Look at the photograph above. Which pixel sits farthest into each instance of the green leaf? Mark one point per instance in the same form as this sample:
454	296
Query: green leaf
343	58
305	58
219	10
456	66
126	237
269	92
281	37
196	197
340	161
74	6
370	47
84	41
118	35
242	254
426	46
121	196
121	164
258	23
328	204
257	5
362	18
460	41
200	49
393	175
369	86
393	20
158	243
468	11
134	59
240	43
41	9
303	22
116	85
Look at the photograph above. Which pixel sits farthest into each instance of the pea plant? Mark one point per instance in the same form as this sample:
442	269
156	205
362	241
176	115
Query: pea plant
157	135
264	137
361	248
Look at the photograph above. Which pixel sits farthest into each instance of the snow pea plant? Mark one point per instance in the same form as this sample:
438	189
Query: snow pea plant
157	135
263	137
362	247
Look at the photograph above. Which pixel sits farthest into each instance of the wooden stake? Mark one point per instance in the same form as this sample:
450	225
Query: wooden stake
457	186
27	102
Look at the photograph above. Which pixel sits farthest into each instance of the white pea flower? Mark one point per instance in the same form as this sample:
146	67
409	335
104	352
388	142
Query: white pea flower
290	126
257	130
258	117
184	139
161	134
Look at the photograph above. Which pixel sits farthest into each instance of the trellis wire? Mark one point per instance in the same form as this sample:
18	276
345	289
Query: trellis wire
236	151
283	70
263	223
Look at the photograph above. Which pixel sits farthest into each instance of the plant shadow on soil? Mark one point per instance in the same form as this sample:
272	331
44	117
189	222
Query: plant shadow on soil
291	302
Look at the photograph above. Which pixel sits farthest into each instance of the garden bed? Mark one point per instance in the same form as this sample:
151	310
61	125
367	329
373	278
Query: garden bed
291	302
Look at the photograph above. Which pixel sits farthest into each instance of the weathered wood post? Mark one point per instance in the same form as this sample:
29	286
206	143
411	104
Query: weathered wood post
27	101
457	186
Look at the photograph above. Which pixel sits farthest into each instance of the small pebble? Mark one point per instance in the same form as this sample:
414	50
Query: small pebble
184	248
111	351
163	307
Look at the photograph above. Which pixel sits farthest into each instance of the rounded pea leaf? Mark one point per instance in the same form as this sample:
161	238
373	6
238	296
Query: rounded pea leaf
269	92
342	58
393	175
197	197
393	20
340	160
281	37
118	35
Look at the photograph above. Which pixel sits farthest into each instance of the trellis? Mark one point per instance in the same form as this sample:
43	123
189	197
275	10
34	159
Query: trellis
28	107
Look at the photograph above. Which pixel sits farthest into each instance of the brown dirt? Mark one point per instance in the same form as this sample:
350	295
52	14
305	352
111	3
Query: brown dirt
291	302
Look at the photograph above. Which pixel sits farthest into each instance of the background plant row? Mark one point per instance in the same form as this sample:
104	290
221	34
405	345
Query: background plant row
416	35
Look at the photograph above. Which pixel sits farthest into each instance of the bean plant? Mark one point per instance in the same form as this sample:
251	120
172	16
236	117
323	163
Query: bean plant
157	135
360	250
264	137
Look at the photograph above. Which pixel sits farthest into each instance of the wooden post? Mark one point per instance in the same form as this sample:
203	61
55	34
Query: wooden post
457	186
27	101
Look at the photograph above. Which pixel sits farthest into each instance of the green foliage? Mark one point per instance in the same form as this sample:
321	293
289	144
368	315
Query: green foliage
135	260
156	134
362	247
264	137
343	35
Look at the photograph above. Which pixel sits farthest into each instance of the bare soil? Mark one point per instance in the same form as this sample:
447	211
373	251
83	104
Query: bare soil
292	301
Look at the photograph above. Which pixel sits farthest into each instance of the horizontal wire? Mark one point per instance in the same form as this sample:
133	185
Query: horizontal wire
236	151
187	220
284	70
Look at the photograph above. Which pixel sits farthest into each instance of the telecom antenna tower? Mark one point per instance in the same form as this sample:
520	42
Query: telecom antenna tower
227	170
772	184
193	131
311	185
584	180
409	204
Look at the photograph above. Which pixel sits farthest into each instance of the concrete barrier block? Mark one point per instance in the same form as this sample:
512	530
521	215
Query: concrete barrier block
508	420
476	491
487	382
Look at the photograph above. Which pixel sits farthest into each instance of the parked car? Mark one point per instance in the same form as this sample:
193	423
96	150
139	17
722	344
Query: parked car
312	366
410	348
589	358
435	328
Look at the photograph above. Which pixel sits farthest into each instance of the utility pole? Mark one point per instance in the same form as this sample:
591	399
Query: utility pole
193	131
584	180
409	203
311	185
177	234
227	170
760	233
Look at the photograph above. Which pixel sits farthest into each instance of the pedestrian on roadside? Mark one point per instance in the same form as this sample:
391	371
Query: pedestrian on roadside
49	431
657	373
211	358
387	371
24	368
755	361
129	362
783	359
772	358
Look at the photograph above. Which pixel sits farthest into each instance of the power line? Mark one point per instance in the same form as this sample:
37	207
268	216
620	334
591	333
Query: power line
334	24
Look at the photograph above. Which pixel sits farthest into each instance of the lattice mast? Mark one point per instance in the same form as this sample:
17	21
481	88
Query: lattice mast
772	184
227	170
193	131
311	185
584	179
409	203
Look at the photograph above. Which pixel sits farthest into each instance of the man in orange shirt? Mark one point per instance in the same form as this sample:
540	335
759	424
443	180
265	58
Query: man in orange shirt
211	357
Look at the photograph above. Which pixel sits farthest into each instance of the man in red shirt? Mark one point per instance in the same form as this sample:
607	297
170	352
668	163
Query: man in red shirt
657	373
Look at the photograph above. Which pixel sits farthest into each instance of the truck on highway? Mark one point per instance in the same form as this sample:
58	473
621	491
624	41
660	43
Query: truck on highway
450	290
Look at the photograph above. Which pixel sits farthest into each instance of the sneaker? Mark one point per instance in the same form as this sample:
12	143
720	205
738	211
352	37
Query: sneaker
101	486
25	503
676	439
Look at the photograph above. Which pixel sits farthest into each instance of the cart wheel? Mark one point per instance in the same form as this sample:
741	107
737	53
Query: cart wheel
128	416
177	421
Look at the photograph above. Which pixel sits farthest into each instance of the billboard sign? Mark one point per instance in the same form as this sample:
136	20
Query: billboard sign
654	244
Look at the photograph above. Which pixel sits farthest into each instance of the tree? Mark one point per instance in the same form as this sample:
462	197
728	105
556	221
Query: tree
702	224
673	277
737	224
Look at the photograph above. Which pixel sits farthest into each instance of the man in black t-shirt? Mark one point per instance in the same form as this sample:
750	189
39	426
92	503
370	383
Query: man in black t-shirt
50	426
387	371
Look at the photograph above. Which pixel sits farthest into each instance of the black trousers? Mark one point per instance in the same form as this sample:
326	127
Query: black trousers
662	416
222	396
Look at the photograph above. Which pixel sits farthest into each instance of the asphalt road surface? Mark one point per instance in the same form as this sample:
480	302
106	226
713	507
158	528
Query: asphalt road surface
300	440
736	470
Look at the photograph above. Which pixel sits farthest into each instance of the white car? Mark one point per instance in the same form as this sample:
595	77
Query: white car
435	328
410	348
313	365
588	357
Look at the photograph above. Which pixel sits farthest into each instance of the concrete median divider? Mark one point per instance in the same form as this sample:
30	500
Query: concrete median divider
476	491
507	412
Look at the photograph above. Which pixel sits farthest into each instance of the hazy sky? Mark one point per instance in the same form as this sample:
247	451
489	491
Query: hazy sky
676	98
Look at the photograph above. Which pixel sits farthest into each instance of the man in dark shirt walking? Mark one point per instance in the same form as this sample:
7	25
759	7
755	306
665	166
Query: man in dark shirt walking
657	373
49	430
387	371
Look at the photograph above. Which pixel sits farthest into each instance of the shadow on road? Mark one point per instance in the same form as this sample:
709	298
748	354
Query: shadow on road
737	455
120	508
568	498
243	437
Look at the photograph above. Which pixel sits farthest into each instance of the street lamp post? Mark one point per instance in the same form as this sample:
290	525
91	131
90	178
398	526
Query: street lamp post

======

- **The exercise**: Please render the whole listing above as a JSON list of strings, one string per line, with blank lines left out.

- **Solution for this problem**:
[
  "Look at the photograph above. Which pixel sits farthest into each instance of the green leaf? Mark one point per instance in the same form as this sample:",
  "454\t296",
  "Query: green leaf",
  "343\t58",
  "305\t58",
  "219\t10",
  "456\t66",
  "126\t237",
  "269\t92",
  "281\t37",
  "196\t197",
  "340\t161",
  "74\t6",
  "370\t47",
  "84\t41",
  "118\t35",
  "242\t254",
  "426\t46",
  "121\t196",
  "121\t164",
  "258\t23",
  "328\t204",
  "257\t5",
  "362\t18",
  "460\t41",
  "200\t49",
  "393\t175",
  "369\t86",
  "393\t20",
  "158\t243",
  "468\t11",
  "134\t59",
  "240\t43",
  "41\t9",
  "303\t22",
  "116\t85",
  "Look at the photograph above. Which pixel sits farthest into each instance of the pea plant? Mark one point per instance in the same form as this sample:",
  "442\t269",
  "156\t205",
  "362\t241",
  "176\t115",
  "Query: pea plant",
  "157\t135",
  "264\t137",
  "361\t248",
  "Look at the photograph above. Which pixel sits farthest into each instance of the snow pea plant? Mark one point per instance in the same form as this sample:",
  "438\t189",
  "Query: snow pea plant",
  "157\t135",
  "263\t137",
  "362\t247",
  "Look at the photograph above. Which pixel sits farthest into each instance of the wooden stake? Mark one point per instance in the same form as this sample:",
  "450\t225",
  "Query: wooden stake",
  "457\t186",
  "27\t102",
  "Look at the photograph above. Which pixel sits farthest into each instance of the white pea flower? Mark one point per instance in the same form as this sample:",
  "146\t67",
  "409\t335",
  "104\t352",
  "388\t142",
  "Query: white pea flower",
  "290\t126",
  "257\t130",
  "258\t117",
  "184\t139",
  "161\t134",
  "Look at the photograph above. Which pixel sits farthest into each instance of the trellis wire? Mark one point per instance in the same form as this sample:",
  "18\t276",
  "345\t289",
  "Query: trellis wire",
  "236\t151",
  "283\t70",
  "263\t223",
  "Look at the photograph above. Which pixel sits farthest into each instance of the plant shadow on soil? Mark one point per instance in the same form as this sample:",
  "272\t331",
  "44\t117",
  "189\t222",
  "Query: plant shadow on soil",
  "291\t302",
  "Look at the photograph above. Which pixel sits farthest into each instance of the garden bed? Mark one point per instance in the same form as this sample:",
  "151\t310",
  "61\t125",
  "367\t329",
  "373\t278",
  "Query: garden bed",
  "291\t302",
  "Look at the photograph above. Which pixel sits farthest into each instance of the weathered wood post? Mark one point per instance in the same form as this sample:",
  "29\t286",
  "206\t143",
  "411\t104",
  "Query: weathered wood post",
  "27\t101",
  "457\t186",
  "Look at the photograph above. Which pixel sits farthest into each instance of the small pebble? Mark one point per instance in the same form as this sample:",
  "414\t50",
  "Query: small pebble",
  "184\t248",
  "111\t351",
  "163\t307",
  "Look at the photograph above. Which pixel sits farthest into each instance of the rounded pea leaf? Mark one point per instance in the same form as this sample:",
  "161\t238",
  "373\t6",
  "238\t296",
  "Query: rounded pea leaf",
  "269\t92",
  "342\t58",
  "393\t175",
  "197\t197",
  "393\t20",
  "340\t160",
  "281\t37",
  "118\t35",
  "Look at the photograph above. Which pixel sits farthest into each instance of the trellis? Mark one point per instance in the same form as this sample:",
  "43\t123",
  "189\t197",
  "275\t10",
  "34\t159",
  "Query: trellis",
  "28\t107",
  "Look at the photograph above. Which pixel sits farthest into each instance of the brown dirt? Mark one point per instance in the same form as this sample:",
  "350\t295",
  "52\t14",
  "305\t352",
  "111\t3",
  "Query: brown dirt",
  "291\t302",
  "Look at the photograph above. Which pixel sits farthest into each instance of the background plant row? Mark one point per instance in the same form as this sample:",
  "104\t290",
  "221\t34",
  "405\t345",
  "Query: background plant row",
  "416\t35",
  "Look at the photograph above. Which pixel sits farthest into each instance of the bean plant? Mark one point per instance in the same form as this sample:",
  "251\t120",
  "172\t16",
  "236\t117",
  "323\t163",
  "Query: bean plant",
  "157\t135",
  "360\t250",
  "264\t137",
  "Look at the photograph above. Which pixel sits farthest into each instance of the wooden post? Mark one point per instance in the same form as this sample:",
  "203\t61",
  "55\t34",
  "Query: wooden post",
  "457\t186",
  "27\t101",
  "Look at the photograph above. Which pixel sits farthest into each instance of the green foliage? Mark one point per instance in the same form as this sample:",
  "321\t293",
  "289\t144",
  "368\t315",
  "Query: green foliage",
  "135\t260",
  "156\t134",
  "362\t247",
  "264\t137",
  "343\t35",
  "Look at the photograph above. Which pixel sits farthest into each instance of the bare soil? Mark one point per instance in the same form as this sample:",
  "447\t211",
  "373\t251",
  "83\t104",
  "Query: bare soil",
  "292\t301",
  "Look at the photograph above. Which pixel sits farthest into each instance of the horizontal wire? Mark one point per instance in the same form as this sample:",
  "133\t185",
  "Query: horizontal wire",
  "236\t151",
  "187\t220",
  "284\t70",
  "Look at the photograph above. Which pixel sits farthest into each instance of the telecom antenna tower? Mark one point per instance in the same form as this sample:",
  "520\t42",
  "Query: telecom antenna tower",
  "227\t170",
  "772\t184",
  "193\t131",
  "311\t185",
  "584\t180",
  "409\t204",
  "Look at the photograph above. Which pixel sits farthest into each instance of the concrete barrier block? Mark one point per instance in the same form as this sample:",
  "512\t530",
  "521\t215",
  "Query: concrete barrier block",
  "508\t420",
  "476\t491",
  "487\t382",
  "Look at the photograph above. Which pixel sits farthest into each instance of the parked car? Mark one point per instance in the same form as this sample:",
  "193\t423",
  "96\t150",
  "139\t17",
  "722\t344",
  "Query: parked car",
  "312\t366",
  "410\t348",
  "589\t358",
  "435\t328",
  "Look at the photograph above. Which pixel sits farthest into each instance of the utility pole? Mark one point per instance in the same form as this sample:",
  "591\t399",
  "Query: utility pole",
  "193\t131",
  "584\t180",
  "409\t203",
  "311\t185",
  "177\t234",
  "227\t170",
  "760\t233",
  "Look at the photograph above. Which pixel sits farthest into each instance of the pedestrian on roadside? Mark one point per instance in the same form as this sample:",
  "391\t371",
  "Query: pedestrian on roadside",
  "49\t431",
  "657\t373",
  "211\t358",
  "387\t371",
  "24\t368",
  "755\t361",
  "129\t362",
  "783\t359",
  "772\t358",
  "Look at the photograph above. Which pixel sits farthest into each instance of the power line? Mark one point per instance in the same form as this sample:",
  "37\t207",
  "268\t216",
  "620\t334",
  "591\t333",
  "Query: power line",
  "334\t24",
  "Look at the photograph above. Which pixel sits farthest into each instance of the lattice mast? Mark one point per instance in the same form as this sample:",
  "17\t21",
  "481\t88",
  "Query: lattice mast",
  "772\t184",
  "227\t170",
  "193\t131",
  "311\t185",
  "584\t179",
  "409\t203",
  "Look at the photograph above. Which pixel sits farthest into each instance of the man in orange shirt? Mark one point per instance in the same form as this sample:",
  "540\t335",
  "759\t424",
  "443\t180",
  "265\t58",
  "Query: man in orange shirt",
  "211\t357",
  "Look at the photograph above. Which pixel sits farthest into each instance of the man in red shirt? Mark one point per instance in the same form as this sample:",
  "607\t297",
  "170\t352",
  "668\t163",
  "Query: man in red shirt",
  "657\t373",
  "Look at the photograph above. Which pixel sits farthest into each instance of the truck on highway? Mark one point per instance in the same form as this sample:",
  "58\t473",
  "621\t491",
  "624\t41",
  "660\t43",
  "Query: truck on highway",
  "450\t290",
  "Look at the photograph above. Which pixel sits farthest into each instance of the sneaker? Mark one point per instance in the same form as this sample:",
  "12\t143",
  "720\t205",
  "738\t211",
  "352\t37",
  "Query: sneaker",
  "101\t486",
  "25\t503",
  "676\t439",
  "Look at the photograph above. Which pixel sits farthest into each instance of the cart wheel? Mark one point per instance in the same form as this sample:",
  "741\t107",
  "737\t53",
  "Query: cart wheel",
  "128\t416",
  "177\t421",
  "Look at the photograph above. Which pixel sits farthest into each instance of the billboard sign? Mark one point per instance in the same form as this sample:",
  "136\t20",
  "Query: billboard sign",
  "654\t244",
  "Look at the photograph above. Which pixel sits farthest into each instance of the tree? Mark one point per instance in the same form as this sample:",
  "462\t197",
  "728\t105",
  "556\t221",
  "Query: tree",
  "702\t224",
  "673\t277",
  "737\t224",
  "Look at the photograph above. Which pixel sits farthest into each instance of the man in black t-shirt? Mark one point per instance in the same form as this sample:",
  "750\t189",
  "39\t426",
  "92\t503",
  "370\t383",
  "Query: man in black t-shirt",
  "50\t426",
  "387\t371",
  "Look at the photograph above. Which pixel sits farthest into each instance of the black trousers? Mark one point per instance in the same form as this sample:",
  "326\t127",
  "Query: black trousers",
  "662\t416",
  "222\t396",
  "Look at the photograph above. Which pixel sits farthest into each instance of the asphalt road surface? Mark one point per instance in the same form as this sample:",
  "480\t302",
  "106\t226",
  "713\t507",
  "158\t528",
  "Query: asphalt road surface",
  "300\t440",
  "736\t470",
  "Look at the photograph above. Which pixel sits farthest into each instance of the white car? Mark one point per instance in the same form as this sample:",
  "595\t77",
  "Query: white car",
  "435\t328",
  "410\t348",
  "313\t365",
  "588\t357",
  "Look at the photograph above. Which pixel sits farthest into each instance of the concrete median divider? Mark one point per instance in the same form as this sample:",
  "30\t500",
  "Query: concrete median divider",
  "476\t491",
  "507\t412",
  "Look at the photograph above. Which pixel sits farthest into each instance of the hazy sky? Mark one point per instance in the same form as this sample:",
  "247\t451",
  "489\t491",
  "Query: hazy sky",
  "676\t98",
  "Look at the photograph above. Which pixel sits farthest into each instance of the man in dark shirt walking? Mark one point per instance in the same form as this sample:",
  "7\t25",
  "759\t7",
  "755\t306",
  "665\t166",
  "Query: man in dark shirt walking",
  "657\t373",
  "49\t430",
  "387\t371",
  "Look at the photograph above. Which pixel sits farthest into each instance of the shadow on road? Mark one point per instance in the same form as this sample:",
  "709\t298",
  "748\t354",
  "Query: shadow on road",
  "737\t455",
  "120\t508",
  "568\t498",
  "243\t437",
  "Look at the photograph above. Which pixel sits farthest into each instance of the street lamp post? Mark one point per instance in the same form as this sample:",
  "290\t525",
  "91\t131",
  "90\t178",
  "398\t526",
  "Query: street lamp post"
]